The task >>
Make an exact copy of every entry below, with the pictures left out.

Data provided >>

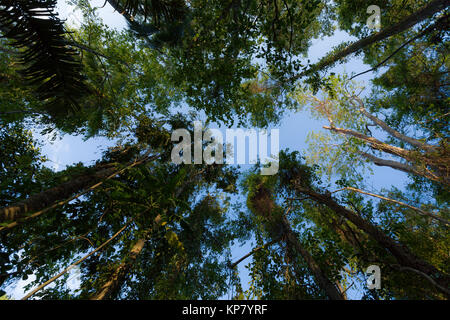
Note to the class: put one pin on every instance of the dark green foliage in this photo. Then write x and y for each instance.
(50, 64)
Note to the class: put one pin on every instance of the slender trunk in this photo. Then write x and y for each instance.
(111, 288)
(120, 9)
(59, 195)
(399, 251)
(426, 12)
(46, 198)
(374, 143)
(422, 212)
(295, 246)
(114, 284)
(402, 167)
(425, 165)
(383, 125)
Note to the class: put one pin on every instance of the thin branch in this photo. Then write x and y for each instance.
(76, 263)
(420, 211)
(233, 265)
(441, 21)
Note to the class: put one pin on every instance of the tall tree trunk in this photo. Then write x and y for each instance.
(294, 246)
(61, 194)
(46, 198)
(426, 12)
(111, 288)
(399, 251)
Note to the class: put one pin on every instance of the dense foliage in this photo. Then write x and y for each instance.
(133, 225)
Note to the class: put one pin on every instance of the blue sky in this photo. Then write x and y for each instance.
(294, 127)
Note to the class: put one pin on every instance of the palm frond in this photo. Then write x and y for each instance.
(49, 63)
(158, 11)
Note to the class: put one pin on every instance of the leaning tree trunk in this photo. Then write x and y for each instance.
(422, 14)
(295, 246)
(49, 199)
(46, 198)
(279, 228)
(111, 288)
(402, 254)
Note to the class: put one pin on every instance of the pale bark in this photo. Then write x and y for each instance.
(422, 14)
(420, 211)
(413, 142)
(75, 264)
(113, 285)
(402, 254)
(49, 199)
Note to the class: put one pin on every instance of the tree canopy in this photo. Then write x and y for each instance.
(134, 225)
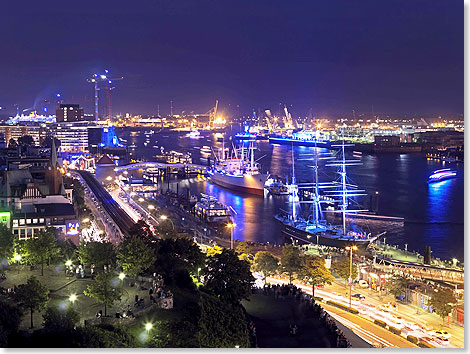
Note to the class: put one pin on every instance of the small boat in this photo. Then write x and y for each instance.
(206, 149)
(276, 186)
(195, 134)
(211, 210)
(441, 175)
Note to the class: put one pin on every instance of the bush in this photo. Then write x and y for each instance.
(380, 323)
(394, 330)
(342, 307)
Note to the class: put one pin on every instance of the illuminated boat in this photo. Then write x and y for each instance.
(315, 229)
(240, 173)
(195, 134)
(302, 138)
(440, 175)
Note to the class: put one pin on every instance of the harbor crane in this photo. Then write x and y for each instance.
(105, 78)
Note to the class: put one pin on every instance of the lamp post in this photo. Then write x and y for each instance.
(350, 249)
(164, 217)
(18, 259)
(67, 264)
(231, 226)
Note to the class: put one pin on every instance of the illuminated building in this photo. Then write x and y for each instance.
(69, 113)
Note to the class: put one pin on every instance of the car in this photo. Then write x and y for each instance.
(440, 334)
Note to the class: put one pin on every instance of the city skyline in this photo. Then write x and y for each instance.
(397, 58)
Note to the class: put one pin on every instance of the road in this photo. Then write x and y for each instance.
(373, 309)
(119, 216)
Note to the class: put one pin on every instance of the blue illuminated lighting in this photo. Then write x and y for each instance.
(440, 175)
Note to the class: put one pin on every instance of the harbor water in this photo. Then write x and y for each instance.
(396, 185)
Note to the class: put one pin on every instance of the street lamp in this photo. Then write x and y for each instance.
(18, 259)
(350, 249)
(67, 264)
(164, 217)
(231, 226)
(148, 327)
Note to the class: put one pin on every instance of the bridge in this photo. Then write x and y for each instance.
(161, 166)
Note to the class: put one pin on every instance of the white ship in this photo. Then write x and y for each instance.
(240, 172)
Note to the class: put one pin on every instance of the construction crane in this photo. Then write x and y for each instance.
(96, 79)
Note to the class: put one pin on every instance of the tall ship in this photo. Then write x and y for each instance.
(315, 228)
(240, 172)
(301, 138)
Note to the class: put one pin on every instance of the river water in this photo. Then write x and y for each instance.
(395, 183)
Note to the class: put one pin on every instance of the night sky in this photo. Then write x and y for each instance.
(400, 56)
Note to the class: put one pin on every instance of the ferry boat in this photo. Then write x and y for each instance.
(240, 172)
(315, 229)
(302, 138)
(276, 186)
(211, 210)
(441, 175)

Solution below >>
Note to the class: put one pin on every instance of the dark green foliage in this photo. Then write x and y for each instance.
(50, 64)
Note to the class: put one pin on every instance of the slender trunk in this photo. Then write x and y for each instance.
(111, 288)
(120, 9)
(59, 195)
(399, 251)
(426, 12)
(46, 198)
(374, 143)
(422, 212)
(295, 246)
(114, 284)
(402, 167)
(425, 165)
(383, 125)
Note to the class: put one pin on every instance of the thin branch in this photo. Then write x and y for each instance.
(76, 263)
(420, 211)
(233, 265)
(441, 21)
Note to the class: put one pin on every instance of the tall tree trunk in this photo. Then write x and y for each instance.
(294, 246)
(61, 194)
(46, 198)
(426, 12)
(111, 288)
(399, 251)
Note to the class: put one pin on every instance of the dense foliage in this photo. Then write x and y for each instance.
(133, 225)
Note to the class: put one pin on every instance of the blue sky in this photo. Then write x and y for each instance.
(294, 127)
Note to the class: put one pin on every instance of the palm frond in this photo. Then write x and y for each instance.
(49, 63)
(158, 11)
Note to the class: put one pin on every instance of the leaning tree trunk in this photo. Then write x and y for each instance.
(422, 14)
(295, 246)
(49, 199)
(46, 198)
(279, 228)
(111, 288)
(402, 254)
Note to the class: put one pin on every instance of the pale bark in this photo. Then write x and y for each instance.
(422, 14)
(420, 211)
(413, 142)
(75, 264)
(113, 285)
(402, 254)
(49, 199)
Note to the class: put one pin on every instance of the tree canopy in this photo. Then write x and y for each instance.
(134, 225)
Note to the class: put one pin on every instance of the small boat in this photo. Then write x and y for each instance.
(206, 149)
(276, 186)
(195, 134)
(211, 210)
(441, 175)
Note to the class: put one pin on every instance of the bush in this photo. Then write x and y for each instance.
(380, 323)
(394, 330)
(342, 307)
Note to the class: put one pin on every instance of the illuminated boat in this photo. Then write x and y for each instance.
(315, 229)
(240, 173)
(195, 134)
(302, 138)
(440, 175)
Note to the class: put one pin on every instance of the harbor crane in this photo. Then write x and y for each instance.
(105, 78)
Note to the class: put one pin on every instance of the lamp post in this photo. Then write x and y for each instance.
(350, 249)
(164, 217)
(18, 259)
(67, 264)
(231, 226)
Note to the class: put one pin on every instance of the illuminated building in this photo. Then write x and y for each instance.
(69, 113)
Note to the class: put one pin on every instance of the car in this photo. Then write x and y for each instance.
(440, 334)
Note to the class: put one pin on every instance of the city skyline in this photo. Then write x and y for each instance.
(397, 58)
Note to the class: put one pin on every instance of the road in this photo. Then write x and y for each instance.
(373, 309)
(119, 216)
Note to the class: put one pin on every instance of the blue illuminated lighting in this photo. Then write x and y for each instance.
(440, 175)
Note to the class: put one pin on every instance of the harbor water in this photo. Then write x and y for each instance.
(396, 185)
Note to the class: put one pin on every instance of the street lamp in this photo. Then write x and y for each instance.
(18, 259)
(350, 249)
(67, 264)
(164, 217)
(231, 226)
(148, 327)
Note to the class: put one pin on every instance of the bridge in this photo. Then write x and y for each instance.
(161, 166)
Note to the class: put one pin on every instance of the white ship in this photo. Then write x and y for each instance.
(240, 172)
Note to the class: put one pin on every instance of the construction crane in this photo. Then write x and y for each instance.
(96, 79)
Note to the class: put one pin on every instance of the tall ship in this photo. Then write x and y for each instance.
(315, 228)
(240, 172)
(301, 138)
Note to the class: put one pin on every instance of the river water in this photo. Then write x and y for each instance.
(395, 183)
Note to the class: put one pin on every instance of the night sky in this photo. Then write x and y for each instance.
(400, 56)
Note to the class: put one pin on every instance of the ferry boat in this photo. Then write x and y for each instance.
(240, 172)
(315, 229)
(302, 138)
(276, 186)
(211, 210)
(441, 175)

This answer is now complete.